## YOUR OBJECTIVE
Copy the material below word for word, leaving out the pictures.

Point annotation dataset records
>> BEGIN

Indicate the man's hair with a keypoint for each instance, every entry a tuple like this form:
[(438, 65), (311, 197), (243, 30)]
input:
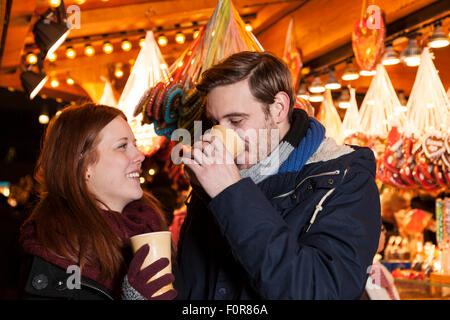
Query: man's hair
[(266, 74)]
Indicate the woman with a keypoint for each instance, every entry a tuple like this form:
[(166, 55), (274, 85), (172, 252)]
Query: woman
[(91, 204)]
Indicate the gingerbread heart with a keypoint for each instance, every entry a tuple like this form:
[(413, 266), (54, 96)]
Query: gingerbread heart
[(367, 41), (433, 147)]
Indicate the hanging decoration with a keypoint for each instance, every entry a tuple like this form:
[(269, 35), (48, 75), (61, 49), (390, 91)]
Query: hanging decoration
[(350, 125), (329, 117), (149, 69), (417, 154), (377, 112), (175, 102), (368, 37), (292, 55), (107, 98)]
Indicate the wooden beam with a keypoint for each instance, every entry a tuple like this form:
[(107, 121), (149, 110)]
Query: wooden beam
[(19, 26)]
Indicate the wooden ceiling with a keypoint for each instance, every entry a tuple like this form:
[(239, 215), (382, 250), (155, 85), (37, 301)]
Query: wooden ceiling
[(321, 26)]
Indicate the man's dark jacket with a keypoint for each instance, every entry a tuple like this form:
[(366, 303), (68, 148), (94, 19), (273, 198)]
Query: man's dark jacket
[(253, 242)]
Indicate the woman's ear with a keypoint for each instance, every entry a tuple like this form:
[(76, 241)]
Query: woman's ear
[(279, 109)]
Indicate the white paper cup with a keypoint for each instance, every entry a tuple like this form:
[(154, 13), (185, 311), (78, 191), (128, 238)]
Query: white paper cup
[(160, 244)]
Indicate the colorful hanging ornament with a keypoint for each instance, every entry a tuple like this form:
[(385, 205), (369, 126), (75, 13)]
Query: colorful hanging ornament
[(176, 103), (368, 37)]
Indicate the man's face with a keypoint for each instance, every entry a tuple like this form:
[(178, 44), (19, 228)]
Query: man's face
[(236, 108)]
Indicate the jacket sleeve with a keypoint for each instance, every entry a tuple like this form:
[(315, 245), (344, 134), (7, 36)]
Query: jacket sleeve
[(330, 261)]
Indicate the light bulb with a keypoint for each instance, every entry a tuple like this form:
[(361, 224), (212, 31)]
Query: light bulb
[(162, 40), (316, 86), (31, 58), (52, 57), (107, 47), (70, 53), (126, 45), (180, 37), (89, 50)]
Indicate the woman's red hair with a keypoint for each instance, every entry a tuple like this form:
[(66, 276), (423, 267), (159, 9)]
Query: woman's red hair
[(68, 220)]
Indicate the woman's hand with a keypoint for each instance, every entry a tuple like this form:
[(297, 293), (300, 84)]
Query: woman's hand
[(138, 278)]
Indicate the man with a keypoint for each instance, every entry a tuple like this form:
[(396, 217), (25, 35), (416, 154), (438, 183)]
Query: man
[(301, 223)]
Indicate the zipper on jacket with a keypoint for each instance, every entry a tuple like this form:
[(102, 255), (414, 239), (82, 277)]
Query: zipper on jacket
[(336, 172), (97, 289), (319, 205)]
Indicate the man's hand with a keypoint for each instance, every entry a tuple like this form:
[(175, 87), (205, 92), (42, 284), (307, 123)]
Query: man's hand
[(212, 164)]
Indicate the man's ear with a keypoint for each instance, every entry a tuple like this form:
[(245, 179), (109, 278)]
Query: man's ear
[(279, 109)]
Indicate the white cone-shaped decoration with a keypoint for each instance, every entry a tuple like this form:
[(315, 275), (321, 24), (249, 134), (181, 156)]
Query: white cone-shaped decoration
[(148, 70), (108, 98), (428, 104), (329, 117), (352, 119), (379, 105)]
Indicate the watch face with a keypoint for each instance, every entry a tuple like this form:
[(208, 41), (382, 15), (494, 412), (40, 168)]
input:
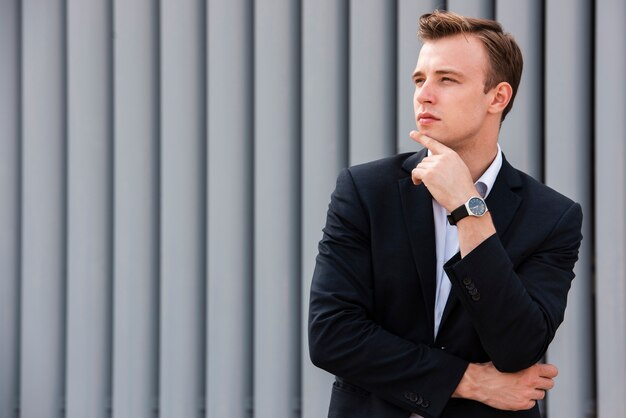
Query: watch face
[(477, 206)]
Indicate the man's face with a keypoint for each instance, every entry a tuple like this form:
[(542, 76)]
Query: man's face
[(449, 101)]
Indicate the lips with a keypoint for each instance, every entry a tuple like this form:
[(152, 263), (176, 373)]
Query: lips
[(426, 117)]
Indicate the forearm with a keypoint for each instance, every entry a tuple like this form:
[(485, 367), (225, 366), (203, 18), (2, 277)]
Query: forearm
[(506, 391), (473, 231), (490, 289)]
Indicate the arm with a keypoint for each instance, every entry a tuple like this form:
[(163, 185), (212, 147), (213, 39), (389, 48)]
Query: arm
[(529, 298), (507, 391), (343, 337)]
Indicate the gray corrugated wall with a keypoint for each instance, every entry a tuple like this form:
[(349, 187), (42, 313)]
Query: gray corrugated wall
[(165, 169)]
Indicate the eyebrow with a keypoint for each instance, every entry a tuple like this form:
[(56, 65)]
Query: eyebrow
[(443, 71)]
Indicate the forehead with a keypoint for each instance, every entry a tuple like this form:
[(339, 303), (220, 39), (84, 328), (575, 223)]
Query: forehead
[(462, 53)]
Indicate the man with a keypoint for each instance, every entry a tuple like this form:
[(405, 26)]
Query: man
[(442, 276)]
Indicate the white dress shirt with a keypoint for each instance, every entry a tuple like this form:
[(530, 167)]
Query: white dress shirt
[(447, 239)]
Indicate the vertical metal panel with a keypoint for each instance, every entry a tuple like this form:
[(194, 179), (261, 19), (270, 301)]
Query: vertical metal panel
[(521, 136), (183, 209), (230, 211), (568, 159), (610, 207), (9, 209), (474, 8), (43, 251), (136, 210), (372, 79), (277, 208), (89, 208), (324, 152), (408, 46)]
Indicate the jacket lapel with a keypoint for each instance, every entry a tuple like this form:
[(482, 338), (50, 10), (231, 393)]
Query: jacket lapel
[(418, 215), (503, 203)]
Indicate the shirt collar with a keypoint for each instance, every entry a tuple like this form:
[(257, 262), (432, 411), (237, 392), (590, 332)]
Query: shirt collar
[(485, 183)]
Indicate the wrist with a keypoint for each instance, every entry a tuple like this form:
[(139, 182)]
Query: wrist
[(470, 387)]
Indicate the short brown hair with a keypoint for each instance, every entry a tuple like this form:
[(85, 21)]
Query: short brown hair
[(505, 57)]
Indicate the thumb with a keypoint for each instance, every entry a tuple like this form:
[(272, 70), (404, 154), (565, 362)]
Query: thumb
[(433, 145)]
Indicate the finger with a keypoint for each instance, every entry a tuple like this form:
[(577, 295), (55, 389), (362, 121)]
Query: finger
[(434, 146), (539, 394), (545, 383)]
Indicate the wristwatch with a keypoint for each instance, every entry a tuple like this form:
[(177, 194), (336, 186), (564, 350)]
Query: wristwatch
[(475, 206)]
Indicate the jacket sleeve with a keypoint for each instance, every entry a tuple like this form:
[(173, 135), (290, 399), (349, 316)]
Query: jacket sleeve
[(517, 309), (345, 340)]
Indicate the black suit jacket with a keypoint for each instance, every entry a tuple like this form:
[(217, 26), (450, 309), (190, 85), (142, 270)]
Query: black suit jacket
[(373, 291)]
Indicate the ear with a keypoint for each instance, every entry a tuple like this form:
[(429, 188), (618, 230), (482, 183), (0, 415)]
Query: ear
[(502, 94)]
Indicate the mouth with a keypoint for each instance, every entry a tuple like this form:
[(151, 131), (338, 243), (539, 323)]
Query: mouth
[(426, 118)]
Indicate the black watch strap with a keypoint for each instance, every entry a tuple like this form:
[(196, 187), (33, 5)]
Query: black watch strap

>> END

## EXPECTED OUTPUT
Indicate the man's hair with a keypoint for each instance, every entry a tuple like this form:
[(438, 65), (311, 197), (243, 30)]
input:
Query: man's hair
[(266, 74)]
Indicate the woman with a keypoint for each instance, every entry a tuple like this form:
[(166, 55), (274, 85), (172, 252)]
Query: woman
[(91, 204)]
Indicate the gingerbread heart with a keypoint for each instance, every entry a tuple like this form:
[(413, 266), (54, 96)]
Query: gingerbread heart
[(367, 41), (433, 147)]
Indicate the hanging decoration with a keypoint for each instance, every entry a tuple like this form:
[(269, 35), (48, 75), (61, 49), (390, 91)]
Query: hanging decoration
[(350, 125), (329, 117), (149, 69), (417, 154), (377, 112), (175, 102), (368, 37), (292, 55), (107, 98)]
Indicate the wooden beam with a keypoint for each instance, every entry a tuple like this form:
[(107, 121), (149, 110)]
Query: wooden beam
[(19, 26)]
Indicate the wooden ceiling with a keypoint for each instance, every entry a tuple like this form:
[(239, 215), (382, 250), (155, 85), (37, 301)]
Query: wooden ceiling
[(321, 26)]
Indicate the man's dark jacket with a keypoint for each instance, every entry a tuple like this form:
[(366, 303), (68, 148), (94, 19), (273, 198)]
Query: man's dark jacket
[(253, 242)]
Indicate the woman's ear with a keypoint for each instance, every entry a tuple like this form:
[(76, 241)]
Query: woman's ear
[(279, 109)]
Indicate the white paper cup with a keypoint for each instance, every entry a tuple like this form:
[(154, 13), (185, 311), (78, 191), (128, 238)]
Query: white paper cup
[(160, 244)]
Indicate the colorful hanging ornament with a keypoint for each instance, every entry a tuple like this form:
[(385, 205), (369, 126), (75, 13)]
Query: colorful hanging ornament
[(176, 103), (368, 37)]
Indicate the man's face with a keypoint for each instance, every entry a tuple like this form:
[(178, 44), (19, 228)]
Query: man's face
[(236, 108)]
Indicate the jacket sleeve with a keypoint for each instance, every entry a tuple like this form:
[(315, 245), (344, 134), (7, 36)]
Query: jacket sleeve
[(330, 261)]
Indicate the light bulb with a keypoint for each instance, every entry a tuple like this form:
[(361, 224), (212, 31)]
Query: light bulb
[(162, 40), (316, 86), (31, 58), (52, 57), (107, 47), (70, 53), (126, 45), (180, 37), (89, 50)]
Indicate the woman's red hair with a keypoint for each instance, every entry a tuple like this form:
[(66, 276), (423, 267), (159, 9)]
Query: woman's red hair
[(68, 220)]
Indicate the woman's hand with a keypoint for each instance, every entry a tuple like this form:
[(297, 293), (300, 84)]
Query: woman's hand
[(138, 278)]
Indicate the man with a keypoint for each instance, every entry a tuple like this form:
[(396, 217), (25, 35), (416, 154), (438, 183)]
Query: man
[(301, 223)]
Indicate the zipper on jacket with a keypoint for each instance, every entry a tuple like this form:
[(102, 255), (414, 239), (82, 277)]
Query: zipper on jacket
[(336, 172), (97, 289), (319, 205)]
Indicate the man's hand with a keypoint for each instance, every entry a tuple like this form:
[(175, 87), (205, 92), (42, 284), (307, 123)]
Query: man's hand
[(212, 164)]
Indicate the man's ear with a keypoint for each instance, every entry a tuple like this form:
[(245, 179), (109, 278)]
Query: man's ear
[(279, 109)]
Indicate the white cone-shaped decoration with a keypoint for each instance, every entry a tuple like this form:
[(315, 275), (321, 24), (249, 134), (181, 156)]
Query: white cone-shaped decoration
[(148, 70), (108, 98), (428, 104), (329, 117), (352, 119), (379, 105)]
Indicate the watch face with a keypoint for each instance, every entry a tuple like this form:
[(208, 41), (382, 15), (494, 412), (40, 168)]
input:
Query: watch face
[(477, 206)]
Indicate the man's face with a keypoint for each instance, every entry a tuple like this form:
[(542, 76)]
Query: man's face
[(449, 101)]
Indicate the lips with a keypoint for each instance, every entry a tuple like this form:
[(152, 263), (176, 373)]
Query: lips
[(426, 117)]
Indicate the forearm with a keypoint for each instance, every entry a tuple like this form:
[(485, 367), (225, 366), (203, 18), (2, 277)]
Query: forearm
[(506, 391), (473, 231), (490, 289)]
Indicate the arm with a keypoint for each instance, every entry a tuple like this form:
[(163, 185), (212, 147), (213, 39), (389, 48)]
Query: arm
[(529, 298), (507, 391), (343, 337)]
Indicate the gray corrugated wall with a keypoint for each instance, every entry a tuple like this form:
[(349, 187), (42, 313)]
Query: gray corrugated wall
[(165, 169)]
Indicate the eyebrow with a keypoint for each instance, every entry a tuple like this form:
[(56, 65)]
Query: eyebrow
[(443, 71)]
Indicate the forehead with a keypoint for each instance, every entry a tuple like this form:
[(339, 303), (220, 39), (84, 328), (575, 223)]
Query: forehead
[(462, 53)]
Indicate the man with a keypoint for each instance, every entry a tuple like this form:
[(405, 26)]
Query: man
[(442, 276)]
Indicate the white dress shirt with a keypoint for each instance, every entry a tuple like this form:
[(530, 167)]
Query: white dress shirt
[(447, 239)]
Indicate the vertical metal panel with a keypoint for each instance, every entry a tuple like this form:
[(194, 179), (261, 19), (270, 301)]
Query: vertical metal panel
[(521, 136), (183, 209), (230, 211), (568, 159), (610, 207), (9, 209), (474, 8), (43, 251), (136, 210), (372, 79), (277, 208), (89, 208), (324, 152), (408, 46)]
Indicate the jacket lapel with a keypoint for each instance, every entry a tuple like this form:
[(482, 338), (50, 10), (231, 393)]
Query: jacket lapel
[(418, 215), (503, 203)]
Indicate the shirt collar with a keypoint for each instance, every entry a tuple like this form:
[(257, 262), (432, 411), (237, 392), (590, 332)]
Query: shirt collar
[(485, 183)]
Indicate the wrist with a keypoint for each instance, every entry a tuple like this form:
[(139, 182)]
Query: wrist
[(470, 387)]
Indicate the short brown hair with a keypoint for each instance, every entry a tuple like this form:
[(85, 21)]
Query: short brown hair
[(505, 57)]
Indicate the thumb with a keypoint for each instance, every entry a tuple like this form:
[(272, 70), (404, 154), (565, 362)]
Query: thumb
[(433, 145)]
Indicate the finger with a keypoint for each instance, every entry a tuple like this form:
[(577, 295), (55, 389), (362, 121)]
Query: finger
[(434, 146), (539, 394), (545, 383)]
Indicate the wristwatch with a keypoint for each instance, every entry a tuple like this form:
[(177, 194), (336, 186), (564, 350)]
Query: wristwatch
[(475, 206)]
Indicate the jacket sleeve with a keypoint for each instance, every entry a tuple like this form:
[(173, 135), (290, 399), (349, 316)]
Query: jacket sleeve
[(517, 309), (345, 340)]
Indicate the black suit jacket with a keypoint for each instance, every entry a tuple like this form:
[(217, 26), (450, 309), (190, 85), (142, 270)]
Query: black suit jacket
[(373, 291)]
Indicate the ear with a keypoint for each instance, every entry a tuple like this form:
[(429, 188), (618, 230), (482, 183), (0, 415)]
Query: ear
[(502, 94)]
Indicate the mouth with a keypoint for each instance, every entry a tuple like this form:
[(151, 131), (338, 243), (539, 323)]
Query: mouth
[(426, 118)]
Indicate the black watch strap with a keypoint for each instance, every entry a tuple like this form:
[(196, 187), (33, 5)]
Query: black watch strap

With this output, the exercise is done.